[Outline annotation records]
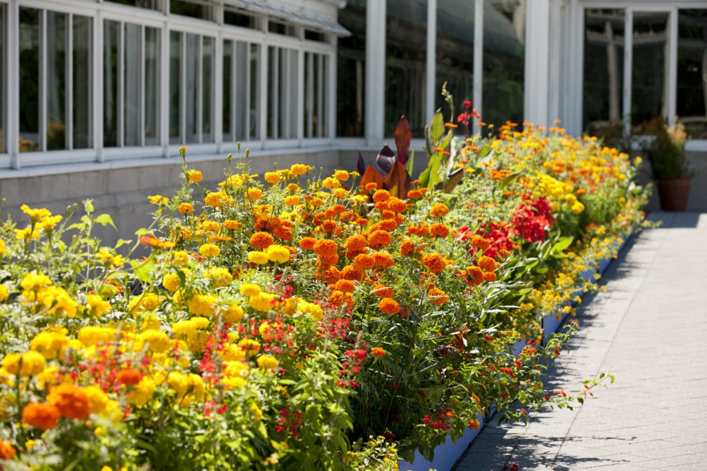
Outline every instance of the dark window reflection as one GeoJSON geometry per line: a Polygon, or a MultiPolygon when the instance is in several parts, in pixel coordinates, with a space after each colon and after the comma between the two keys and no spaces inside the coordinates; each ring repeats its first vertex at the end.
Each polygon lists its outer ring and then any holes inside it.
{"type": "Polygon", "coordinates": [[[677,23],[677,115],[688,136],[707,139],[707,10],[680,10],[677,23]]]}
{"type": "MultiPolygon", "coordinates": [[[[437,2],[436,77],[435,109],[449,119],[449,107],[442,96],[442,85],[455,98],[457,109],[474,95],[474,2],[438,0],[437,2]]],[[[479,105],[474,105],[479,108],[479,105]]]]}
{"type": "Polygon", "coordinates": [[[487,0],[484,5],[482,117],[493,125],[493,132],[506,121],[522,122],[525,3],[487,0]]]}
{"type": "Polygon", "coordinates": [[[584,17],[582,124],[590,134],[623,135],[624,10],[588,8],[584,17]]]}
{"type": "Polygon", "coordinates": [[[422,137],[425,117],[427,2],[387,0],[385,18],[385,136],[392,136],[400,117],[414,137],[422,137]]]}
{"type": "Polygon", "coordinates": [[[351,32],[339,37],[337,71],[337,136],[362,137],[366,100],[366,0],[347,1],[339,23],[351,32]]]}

→ **EXERCISE AIM**: Identify each line in the records above that contains the string "outer", and copy every such line in full.

→ **CORRECT OUTPUT**:
Each polygon lists its outer ring and then any holes inside it.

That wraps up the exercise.